### PROBLEM STATEMENT
Transcribe only the lines between the first line of the records and the line containing "bare branch | locate", inclusive, exactly as written.

┌──

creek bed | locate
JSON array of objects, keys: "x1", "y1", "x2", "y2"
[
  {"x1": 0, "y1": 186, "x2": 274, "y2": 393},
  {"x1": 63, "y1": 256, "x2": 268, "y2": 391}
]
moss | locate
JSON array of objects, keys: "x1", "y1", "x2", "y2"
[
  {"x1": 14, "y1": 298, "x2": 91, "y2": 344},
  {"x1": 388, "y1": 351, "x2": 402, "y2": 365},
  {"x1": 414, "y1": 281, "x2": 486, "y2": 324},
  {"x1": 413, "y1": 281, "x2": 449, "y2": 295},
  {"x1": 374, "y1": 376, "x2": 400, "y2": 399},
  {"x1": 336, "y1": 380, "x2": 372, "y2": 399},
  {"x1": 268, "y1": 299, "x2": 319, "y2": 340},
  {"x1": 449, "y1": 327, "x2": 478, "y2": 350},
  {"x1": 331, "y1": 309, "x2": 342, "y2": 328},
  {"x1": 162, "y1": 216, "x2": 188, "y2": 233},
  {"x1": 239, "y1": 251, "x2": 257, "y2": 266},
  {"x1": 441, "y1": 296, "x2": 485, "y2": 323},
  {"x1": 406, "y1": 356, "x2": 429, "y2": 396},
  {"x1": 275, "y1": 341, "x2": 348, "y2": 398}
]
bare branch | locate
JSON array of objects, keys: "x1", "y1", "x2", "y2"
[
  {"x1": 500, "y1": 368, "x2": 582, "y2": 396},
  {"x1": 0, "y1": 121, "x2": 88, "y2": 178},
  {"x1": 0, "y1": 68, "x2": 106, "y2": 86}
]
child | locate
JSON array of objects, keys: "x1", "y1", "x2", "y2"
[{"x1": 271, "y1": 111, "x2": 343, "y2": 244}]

└──

### RESULT FOR THIS EXERCISE
creek bed | locate
JSON array of objects, keys: "x1", "y1", "x2", "y2"
[
  {"x1": 0, "y1": 186, "x2": 274, "y2": 393},
  {"x1": 63, "y1": 256, "x2": 268, "y2": 391}
]
moss | locate
JSON array of objects, keys: "x1", "y1", "x2", "y2"
[
  {"x1": 14, "y1": 298, "x2": 91, "y2": 344},
  {"x1": 388, "y1": 351, "x2": 402, "y2": 365},
  {"x1": 414, "y1": 281, "x2": 486, "y2": 324},
  {"x1": 413, "y1": 281, "x2": 449, "y2": 295},
  {"x1": 374, "y1": 376, "x2": 400, "y2": 399},
  {"x1": 336, "y1": 380, "x2": 372, "y2": 399},
  {"x1": 268, "y1": 299, "x2": 319, "y2": 340},
  {"x1": 449, "y1": 327, "x2": 478, "y2": 350},
  {"x1": 331, "y1": 309, "x2": 342, "y2": 328},
  {"x1": 162, "y1": 216, "x2": 188, "y2": 233},
  {"x1": 239, "y1": 251, "x2": 257, "y2": 266},
  {"x1": 441, "y1": 296, "x2": 485, "y2": 323},
  {"x1": 406, "y1": 356, "x2": 429, "y2": 396},
  {"x1": 275, "y1": 341, "x2": 348, "y2": 398}
]
bare branch | locate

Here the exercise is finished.